What is needed: Could you output every record below exactly, leaving out the pictures?

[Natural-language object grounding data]
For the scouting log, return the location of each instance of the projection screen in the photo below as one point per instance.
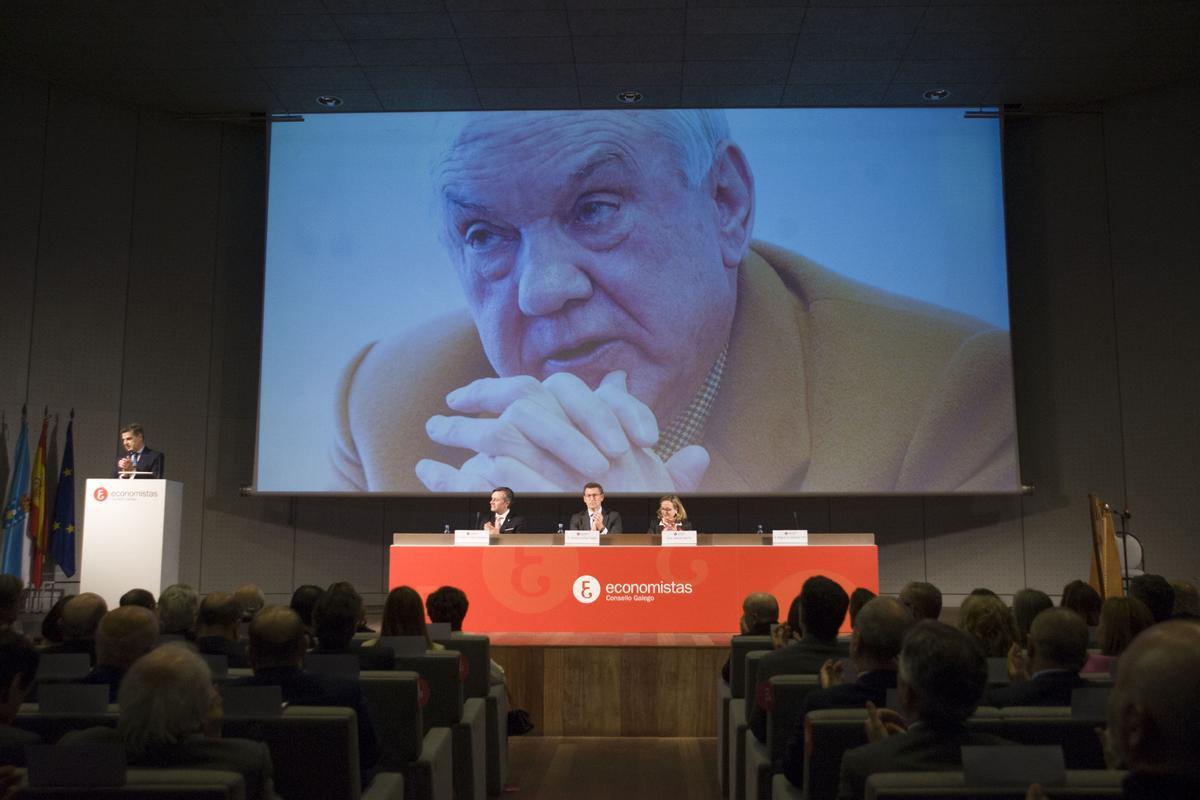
(751, 301)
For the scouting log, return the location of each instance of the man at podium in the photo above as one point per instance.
(138, 459)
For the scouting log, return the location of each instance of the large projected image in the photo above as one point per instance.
(695, 301)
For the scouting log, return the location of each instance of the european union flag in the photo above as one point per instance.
(63, 525)
(16, 506)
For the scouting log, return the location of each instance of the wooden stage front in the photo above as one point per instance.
(615, 684)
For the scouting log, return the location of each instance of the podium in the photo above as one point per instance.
(130, 536)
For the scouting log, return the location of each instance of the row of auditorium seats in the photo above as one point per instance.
(747, 765)
(437, 719)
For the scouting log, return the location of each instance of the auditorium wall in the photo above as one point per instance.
(132, 284)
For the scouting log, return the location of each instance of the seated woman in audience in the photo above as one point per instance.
(403, 614)
(988, 620)
(671, 516)
(1121, 620)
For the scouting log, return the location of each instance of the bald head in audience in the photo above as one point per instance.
(125, 635)
(277, 638)
(1057, 641)
(1155, 705)
(879, 633)
(924, 600)
(81, 617)
(760, 611)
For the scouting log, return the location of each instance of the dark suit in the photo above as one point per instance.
(657, 527)
(1047, 689)
(870, 686)
(582, 521)
(251, 759)
(12, 745)
(803, 657)
(306, 689)
(220, 645)
(921, 750)
(149, 461)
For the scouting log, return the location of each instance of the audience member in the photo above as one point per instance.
(874, 647)
(1029, 603)
(924, 600)
(1155, 713)
(1156, 593)
(859, 597)
(987, 618)
(125, 635)
(10, 600)
(171, 717)
(403, 614)
(78, 623)
(822, 606)
(178, 606)
(1121, 620)
(760, 613)
(1187, 600)
(52, 633)
(18, 667)
(449, 605)
(276, 655)
(216, 629)
(1084, 600)
(143, 597)
(335, 619)
(1048, 674)
(251, 600)
(942, 675)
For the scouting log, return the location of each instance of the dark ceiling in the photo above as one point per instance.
(280, 55)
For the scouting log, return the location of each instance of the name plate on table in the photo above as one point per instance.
(581, 537)
(790, 537)
(471, 539)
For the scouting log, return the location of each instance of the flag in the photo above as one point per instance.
(37, 506)
(17, 506)
(63, 525)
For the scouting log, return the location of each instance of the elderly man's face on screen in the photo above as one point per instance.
(585, 246)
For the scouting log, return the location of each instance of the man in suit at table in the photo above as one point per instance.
(502, 519)
(138, 459)
(594, 517)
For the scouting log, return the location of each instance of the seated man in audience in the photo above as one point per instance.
(171, 717)
(81, 618)
(143, 597)
(942, 675)
(1155, 713)
(875, 647)
(822, 609)
(760, 613)
(1047, 675)
(335, 619)
(924, 600)
(178, 606)
(216, 629)
(18, 667)
(125, 635)
(1156, 593)
(449, 605)
(251, 599)
(276, 655)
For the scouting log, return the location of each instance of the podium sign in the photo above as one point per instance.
(131, 534)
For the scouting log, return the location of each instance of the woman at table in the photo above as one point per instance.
(671, 515)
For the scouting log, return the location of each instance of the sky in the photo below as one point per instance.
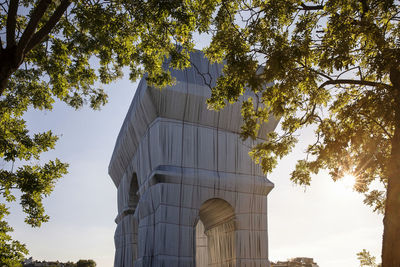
(326, 221)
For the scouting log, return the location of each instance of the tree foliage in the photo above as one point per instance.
(366, 259)
(63, 50)
(334, 65)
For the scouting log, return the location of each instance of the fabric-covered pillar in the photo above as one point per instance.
(174, 163)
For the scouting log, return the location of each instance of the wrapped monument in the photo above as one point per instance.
(188, 192)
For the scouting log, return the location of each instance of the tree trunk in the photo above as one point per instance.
(9, 63)
(391, 221)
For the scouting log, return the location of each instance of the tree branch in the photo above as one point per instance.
(379, 124)
(355, 82)
(317, 7)
(37, 14)
(11, 22)
(45, 30)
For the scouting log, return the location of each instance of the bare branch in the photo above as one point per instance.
(11, 22)
(355, 82)
(45, 30)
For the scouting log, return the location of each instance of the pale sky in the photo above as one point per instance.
(327, 221)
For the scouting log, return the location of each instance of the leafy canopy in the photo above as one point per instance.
(63, 50)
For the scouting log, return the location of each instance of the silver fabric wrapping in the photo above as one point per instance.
(188, 193)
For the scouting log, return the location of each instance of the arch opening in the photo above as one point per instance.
(215, 234)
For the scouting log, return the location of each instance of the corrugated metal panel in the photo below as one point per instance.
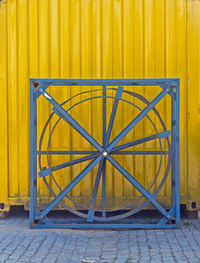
(96, 39)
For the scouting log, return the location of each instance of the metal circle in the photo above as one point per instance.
(162, 181)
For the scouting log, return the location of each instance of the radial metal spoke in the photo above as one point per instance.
(113, 113)
(138, 186)
(94, 193)
(70, 186)
(104, 116)
(66, 152)
(160, 135)
(139, 117)
(70, 120)
(46, 172)
(140, 152)
(104, 188)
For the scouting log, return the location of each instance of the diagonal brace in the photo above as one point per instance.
(94, 193)
(70, 120)
(160, 135)
(139, 117)
(70, 186)
(46, 172)
(138, 186)
(113, 113)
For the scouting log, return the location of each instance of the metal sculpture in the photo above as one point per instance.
(92, 217)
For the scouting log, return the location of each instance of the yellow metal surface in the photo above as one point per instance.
(96, 39)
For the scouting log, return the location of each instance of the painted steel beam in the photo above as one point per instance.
(140, 116)
(70, 186)
(70, 120)
(113, 113)
(138, 186)
(160, 135)
(94, 193)
(47, 172)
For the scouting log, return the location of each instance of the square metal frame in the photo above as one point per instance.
(169, 86)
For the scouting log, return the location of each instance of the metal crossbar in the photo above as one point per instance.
(103, 153)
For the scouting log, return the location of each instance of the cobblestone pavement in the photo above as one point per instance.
(20, 244)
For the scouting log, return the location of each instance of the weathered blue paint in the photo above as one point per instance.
(170, 219)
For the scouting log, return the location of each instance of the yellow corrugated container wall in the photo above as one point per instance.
(95, 39)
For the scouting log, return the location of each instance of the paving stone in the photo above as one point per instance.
(19, 244)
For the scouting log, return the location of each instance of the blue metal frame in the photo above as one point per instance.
(170, 219)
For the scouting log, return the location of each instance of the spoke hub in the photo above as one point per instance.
(104, 153)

Exercise result:
For the scouting log, return the location of each instance of the projection screen in the photo below as one point per instance.
(751, 301)
For the scouting log, return the location of each instance of the man at podium in the photo above as one point per instance.
(138, 459)
For the scouting log, return the location of each instance of the large projected image in the photo above as one point per instance.
(695, 301)
For the scouting log, return the location of each instance of the european union flag in the photo above as one point per instance.
(63, 525)
(16, 506)
For the scouting log, return the location of each instance of the wooden stage front in the photo above as one point per instance.
(615, 684)
For the scouting log, return the location of each instance of the podium in the photo above as one point per instance.
(130, 536)
For the scouting log, return the location of each instance of the row of auditorium seats in the photo above as one point per instance.
(747, 765)
(437, 719)
For the scouting log, return the location of each instance of the auditorium wall in the photo above as one point per instance.
(132, 284)
For the scouting log, return the location of each instance of the seated woman in audience in the photo above as one point per instance.
(403, 614)
(988, 620)
(671, 516)
(1121, 620)
For the scouting log, return the location of each instance of the bald head in audience in the photo above as one point per instance.
(125, 635)
(277, 638)
(1057, 641)
(1155, 705)
(879, 633)
(924, 600)
(81, 617)
(760, 611)
For the scouting log, return the location of each instance of the dark suit in the photo above as one point per instance.
(657, 527)
(1047, 689)
(870, 686)
(582, 521)
(251, 759)
(12, 745)
(803, 657)
(306, 689)
(220, 645)
(921, 750)
(149, 461)
For the scouting log, return the location of each instance of the audience member in the photo above as one point per instance.
(874, 647)
(1029, 603)
(924, 600)
(1155, 713)
(1156, 593)
(859, 597)
(987, 618)
(125, 635)
(10, 600)
(171, 717)
(403, 614)
(78, 623)
(822, 606)
(178, 606)
(1121, 620)
(760, 613)
(1187, 600)
(52, 633)
(18, 667)
(449, 605)
(276, 655)
(216, 629)
(1084, 600)
(143, 597)
(335, 619)
(1048, 674)
(251, 600)
(942, 675)
For the scouting log, return the location of each instance of the dark ceiling in the photo above as one point per instance.
(280, 55)
For the scouting log, return the location of each instance of the name plate on table in the photo above as one point per instance.
(581, 537)
(790, 537)
(471, 539)
For the scouting log, return the location of each instance of the flag in the photo above as one point per instance.
(37, 506)
(17, 506)
(63, 525)
For the scouting log, return the location of each instance of the elderly man's face on screen in the photo above as one point per instance.
(585, 246)
For the scouting log, return the location of each instance of the man in suit at table in the photo above as one point per instance.
(502, 519)
(138, 459)
(594, 517)
For the scouting log, return the location of each instance of the seated man in audience in the photo above as one point per instance.
(171, 717)
(81, 618)
(143, 597)
(942, 675)
(1155, 713)
(875, 647)
(822, 609)
(760, 613)
(1047, 675)
(335, 619)
(924, 600)
(178, 606)
(216, 629)
(18, 667)
(125, 635)
(1156, 593)
(449, 605)
(251, 599)
(276, 655)
For the scouting log, return the location of each instance of the podium sign in the photo above as one point per instance.
(131, 534)
For the scouting log, return the location of each instance of the woman at table in the photo above as one point per instance.
(671, 515)
For the scouting log, return the location of each instance of the sky in the photo below as one point per instance.
(326, 221)
For the scouting log, return the location of each instance of the tree foliage in the photo above as one point per instance.
(366, 259)
(63, 50)
(334, 65)
For the scouting log, return the location of each instance of the fabric-covered pillar in the photo above as one point per instance.
(174, 163)
For the scouting log, return the location of each instance of the wrapped monument in the photo above as one point per instance.
(188, 192)
For the scouting log, return the location of each instance of the tree trunk in the photo above as one point per instance.
(9, 63)
(391, 221)
For the scouting log, return the location of each instance of the tree branch in the photo above as one point per instance.
(379, 124)
(355, 82)
(317, 7)
(37, 14)
(11, 22)
(45, 30)
For the scouting log, return the location of each instance of the bare branch in the photo above as one point per instance.
(11, 22)
(355, 82)
(45, 30)
For the scouting log, return the location of each instance of the pale sky in the photo above as one point per instance.
(327, 221)
For the scouting log, return the location of each instance of the leafy canopy in the photo above as one point per instance.
(63, 50)
For the scouting log, return the location of each instance of the silver fabric wrapping in the photo above as one point per instance.
(188, 193)
For the scouting log, return the location of each instance of the arch opening in the photo above as one point per instance.
(215, 234)
For the scouting log, return the location of each instance of the corrugated metal panel in the photo below as one point per instance.
(96, 39)
For the scouting log, return the location of each instance of the metal circle in the photo above as one point per instance.
(162, 181)
For the scouting log, return the location of each instance of the radial metal spoke in the photo above as one point per instance.
(113, 113)
(138, 186)
(94, 193)
(70, 186)
(104, 116)
(66, 152)
(160, 135)
(139, 117)
(70, 120)
(46, 172)
(140, 152)
(104, 188)
For the scouting log, return the location of each instance of the diagonal brace in the photo above as one point per instance.
(94, 193)
(70, 120)
(160, 135)
(139, 117)
(70, 186)
(46, 172)
(138, 186)
(113, 113)
For the scouting log, return the location of each instance of the metal sculpture in the photo above as one point per instance.
(92, 217)
For the scouting log, return the location of each instance of the yellow metal surface in the photo above as one point per instance.
(96, 39)
For the scouting log, return the location of each instance of the painted steel beam in the photo above as one point per instance.
(140, 116)
(70, 186)
(70, 120)
(113, 113)
(138, 186)
(160, 135)
(94, 193)
(47, 172)
For the scouting log, return the location of each instance of the square metal frame in the photo above as one point per instance.
(169, 86)
For the scouting log, return the location of each instance of the metal crossbar in the photo above as one point per instance.
(103, 153)
For the scouting log, return the location of each instance of the cobblestone pavement in the photo above as one point per instance.
(20, 244)
For the scouting log, return the location of each instance of the weathered blue paint in the photo above as one point per instance.
(170, 219)
For the scouting log, return the location of each instance of the yellow corrugated container wall in the photo above as one point per instance.
(95, 39)
For the scouting log, return the location of each instance of the paving stone in the photo above as one point per instance.
(19, 244)
For the scouting log, return the location of each instance of the blue metal frame in the photo above as one point per instance.
(170, 219)
For the scouting log, return the location of each instance of the spoke hub in the photo above as one point per instance.
(104, 153)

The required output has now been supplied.